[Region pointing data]
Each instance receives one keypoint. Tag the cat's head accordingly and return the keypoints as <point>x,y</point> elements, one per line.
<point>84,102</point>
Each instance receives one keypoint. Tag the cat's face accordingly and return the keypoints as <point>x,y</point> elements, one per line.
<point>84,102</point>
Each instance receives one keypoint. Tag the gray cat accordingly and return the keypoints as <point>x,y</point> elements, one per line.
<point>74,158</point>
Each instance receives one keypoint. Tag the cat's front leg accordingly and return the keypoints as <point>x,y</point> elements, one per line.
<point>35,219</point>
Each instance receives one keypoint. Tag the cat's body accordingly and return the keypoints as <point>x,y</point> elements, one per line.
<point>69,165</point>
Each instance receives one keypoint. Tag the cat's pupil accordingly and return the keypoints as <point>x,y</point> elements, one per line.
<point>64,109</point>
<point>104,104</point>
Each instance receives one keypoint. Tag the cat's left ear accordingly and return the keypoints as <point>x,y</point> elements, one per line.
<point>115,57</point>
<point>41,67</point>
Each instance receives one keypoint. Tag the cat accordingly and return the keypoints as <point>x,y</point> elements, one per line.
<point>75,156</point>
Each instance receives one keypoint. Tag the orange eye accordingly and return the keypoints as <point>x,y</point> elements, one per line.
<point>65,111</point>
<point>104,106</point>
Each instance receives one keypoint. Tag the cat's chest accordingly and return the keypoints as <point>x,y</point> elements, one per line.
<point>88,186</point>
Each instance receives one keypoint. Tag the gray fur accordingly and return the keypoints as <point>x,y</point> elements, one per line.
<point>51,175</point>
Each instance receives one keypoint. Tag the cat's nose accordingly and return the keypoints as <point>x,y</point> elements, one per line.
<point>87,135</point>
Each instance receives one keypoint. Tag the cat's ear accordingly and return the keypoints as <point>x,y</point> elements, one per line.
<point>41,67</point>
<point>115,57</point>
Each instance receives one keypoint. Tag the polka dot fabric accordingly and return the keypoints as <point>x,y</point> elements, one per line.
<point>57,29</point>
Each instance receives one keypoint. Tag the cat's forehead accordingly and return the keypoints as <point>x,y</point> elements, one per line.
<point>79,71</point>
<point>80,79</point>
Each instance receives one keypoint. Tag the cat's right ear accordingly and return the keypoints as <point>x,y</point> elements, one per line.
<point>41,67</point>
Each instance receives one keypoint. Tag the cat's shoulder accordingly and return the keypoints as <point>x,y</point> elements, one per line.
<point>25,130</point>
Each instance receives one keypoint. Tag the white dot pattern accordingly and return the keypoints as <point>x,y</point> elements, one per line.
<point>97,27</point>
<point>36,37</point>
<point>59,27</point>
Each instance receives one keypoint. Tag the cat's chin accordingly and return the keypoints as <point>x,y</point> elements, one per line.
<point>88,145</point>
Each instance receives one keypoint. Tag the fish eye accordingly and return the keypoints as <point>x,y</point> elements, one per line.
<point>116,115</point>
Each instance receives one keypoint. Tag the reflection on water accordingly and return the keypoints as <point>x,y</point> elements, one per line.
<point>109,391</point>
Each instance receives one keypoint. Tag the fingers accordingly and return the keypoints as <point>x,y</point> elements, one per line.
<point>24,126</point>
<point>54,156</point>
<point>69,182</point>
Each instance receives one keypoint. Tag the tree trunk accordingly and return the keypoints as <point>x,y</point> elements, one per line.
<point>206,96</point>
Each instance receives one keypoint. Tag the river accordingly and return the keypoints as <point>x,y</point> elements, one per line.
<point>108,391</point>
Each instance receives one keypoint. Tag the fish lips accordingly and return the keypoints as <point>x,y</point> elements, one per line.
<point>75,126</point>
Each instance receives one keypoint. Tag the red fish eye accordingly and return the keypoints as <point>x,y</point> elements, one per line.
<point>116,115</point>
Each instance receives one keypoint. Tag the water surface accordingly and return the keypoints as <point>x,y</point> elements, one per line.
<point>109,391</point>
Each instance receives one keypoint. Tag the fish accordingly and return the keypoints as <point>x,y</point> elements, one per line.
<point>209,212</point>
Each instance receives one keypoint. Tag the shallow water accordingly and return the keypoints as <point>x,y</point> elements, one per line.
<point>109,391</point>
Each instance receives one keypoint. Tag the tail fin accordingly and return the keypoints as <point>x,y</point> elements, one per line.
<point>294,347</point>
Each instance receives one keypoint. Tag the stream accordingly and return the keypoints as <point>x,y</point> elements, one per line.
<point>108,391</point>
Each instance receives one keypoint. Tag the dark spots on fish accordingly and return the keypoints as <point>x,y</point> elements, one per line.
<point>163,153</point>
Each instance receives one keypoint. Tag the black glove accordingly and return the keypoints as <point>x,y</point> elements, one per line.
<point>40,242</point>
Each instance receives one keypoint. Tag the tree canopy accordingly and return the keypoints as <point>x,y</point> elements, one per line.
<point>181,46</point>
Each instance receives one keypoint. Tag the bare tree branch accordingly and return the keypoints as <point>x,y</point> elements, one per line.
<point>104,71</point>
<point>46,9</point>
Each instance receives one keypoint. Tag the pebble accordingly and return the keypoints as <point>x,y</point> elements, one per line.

_TASK OBJECTIVE_
Each record must appear again, word for word.

_SOLUTION_
Each instance receives one keypoint. Tag the cat's head accordingly and return the keypoints as <point>x,y</point> elements, one per line.
<point>84,102</point>
Each instance receives one keypoint. Tag the cat's face accordingly and return the keypoints as <point>x,y</point> elements, one per line.
<point>84,102</point>
Each instance receives one keypoint. Tag the gray cat accordingly and return the keypoints as <point>x,y</point> elements, one per line.
<point>74,158</point>
Each instance receives one keypoint. Tag the cat's front leg accordingly and return the keypoints as <point>x,y</point> elements, one per line.
<point>35,219</point>
Each instance receives one keypoint. Tag the cat's body accordingly and return the keypoints as <point>x,y</point> elements, one per line.
<point>69,165</point>
Each instance receives one keypoint. Tag the cat's pupil accordingly and return the keypoints as <point>x,y</point> elements, one per line.
<point>64,109</point>
<point>104,104</point>
Each instance receives one keypoint. Tag the cat's left ear accordingly and return the keypoints as <point>x,y</point> elements, one per line.
<point>115,57</point>
<point>41,67</point>
Each instance receives one keypoint. Tag the cat accordingly and return the keypoints as <point>x,y</point> elements, one per line.
<point>75,156</point>
Each instance receives one keypoint. Tag the orange eye accordingly and return the keypoints as <point>x,y</point> elements, one per line.
<point>65,111</point>
<point>104,106</point>
Each instance receives one keypoint. Tag the cat's chest accordingly and return the keypoints as <point>x,y</point> elements, one per line.
<point>88,186</point>
Each instance receives one keypoint. Tag the gray fur accordingly and return the keypoints as <point>x,y</point> elements, one per line.
<point>51,175</point>
Each instance receives one keypoint. Tag the cat's nose accordingly and return the keypoints as <point>x,y</point> elements, one per line.
<point>87,135</point>
Each instance receives one keypoint. Tag the cat's ear accordingly and return the keypoints as <point>x,y</point> elements, one per line.
<point>41,67</point>
<point>115,57</point>
Each instance receives one keypoint. Tag the polka dot fabric accordingly and return the keypoints as <point>x,y</point> elements, one per line.
<point>57,29</point>
Each instance receives one keypoint. Tag the cat's forehead accordingly and return the keypoints as <point>x,y</point> elements, one per line.
<point>79,71</point>
<point>80,79</point>
Each instance receives one keypoint. Tag the cat's right ear accordingly and return the keypoints as <point>x,y</point> elements, one per line.
<point>41,67</point>
Each instance receives one keypoint. Tag the cat's shoulder accordingly and return the keypoints as <point>x,y</point> elements, one per line.
<point>25,130</point>
Each instance receives one keypoint. Tag the white dot pattern accordingly and return the keypoints as <point>x,y</point> elements, one per line.
<point>97,27</point>
<point>36,37</point>
<point>59,27</point>
Each instance receives one keypoint. Tag the cat's chin accordingly and return the keypoints as <point>x,y</point> elements, one per line.
<point>88,145</point>
Each instance receives one keypoint. Tag the fish eye accordingly and return the keypoints as <point>x,y</point> elements, one per line.
<point>116,115</point>
Each instance receives one keypoint. Tag the reflection on water accordingly and return the keypoints as <point>x,y</point> elements, one per line.
<point>109,391</point>
Each instance receives one keypoint. Tag the fingers accordingly and return the keypoints as <point>x,y</point> elements, one per line.
<point>24,126</point>
<point>54,156</point>
<point>69,182</point>
Each instance receives one keypoint. Tag the tree trunk accordingly and return the keypoints as <point>x,y</point> elements, one per line.
<point>206,96</point>
Each instance receives one keypoint. Tag the river accordingly and return the keypoints as <point>x,y</point> elements, one per line.
<point>108,391</point>
Each instance receives one keypoint. Tag the fish lips accordingly and return the keypoints as <point>x,y</point> elements, one per line.
<point>75,126</point>
Each instance receives one keypoint. Tag the red fish eye accordingly and return the keypoints as <point>x,y</point> elements, one per line.
<point>116,115</point>
Each instance receives one keypoint. Tag the water surface accordingly and return the keypoints as <point>x,y</point> elements, one per line.
<point>109,391</point>
Each instance receives one keypoint. Tag the fish accordingly and return the keypoints as <point>x,y</point> elements, one per line.
<point>209,212</point>
Each instance receives one keypoint. Tag the shallow water accordingly and return the keypoints as <point>x,y</point> elements, one per line.
<point>109,391</point>
Each instance receives one keypoint. Tag the tail fin accordingly and return the keypoints as <point>x,y</point> elements, one per line.
<point>294,347</point>
Each instance receives one keypoint. Tag the stream accordingly and return the keypoints as <point>x,y</point> elements, one per line.
<point>108,391</point>
Each instance receives one keypoint. Tag the dark spots on fish accordingly and return the keypoints as <point>x,y</point> elements, one per line.
<point>163,153</point>
Each instance receives one keypoint. Tag the black glove accordingly and return the keypoints as <point>x,y</point> elements, one per line.
<point>40,242</point>
Each instance receives one keypoint. Tag the tree canopy accordingly and return the keypoints as <point>x,y</point> elements, one per line.
<point>181,46</point>
Each instance receives one keypoint. Tag the bare tree branch accordingly and return the keypoints as <point>x,y</point> elements, one per line.
<point>104,71</point>
<point>46,9</point>
Each instance receives one keypoint. Tag the pebble accordingly and return the keypoints as <point>x,y</point> elements, one per line.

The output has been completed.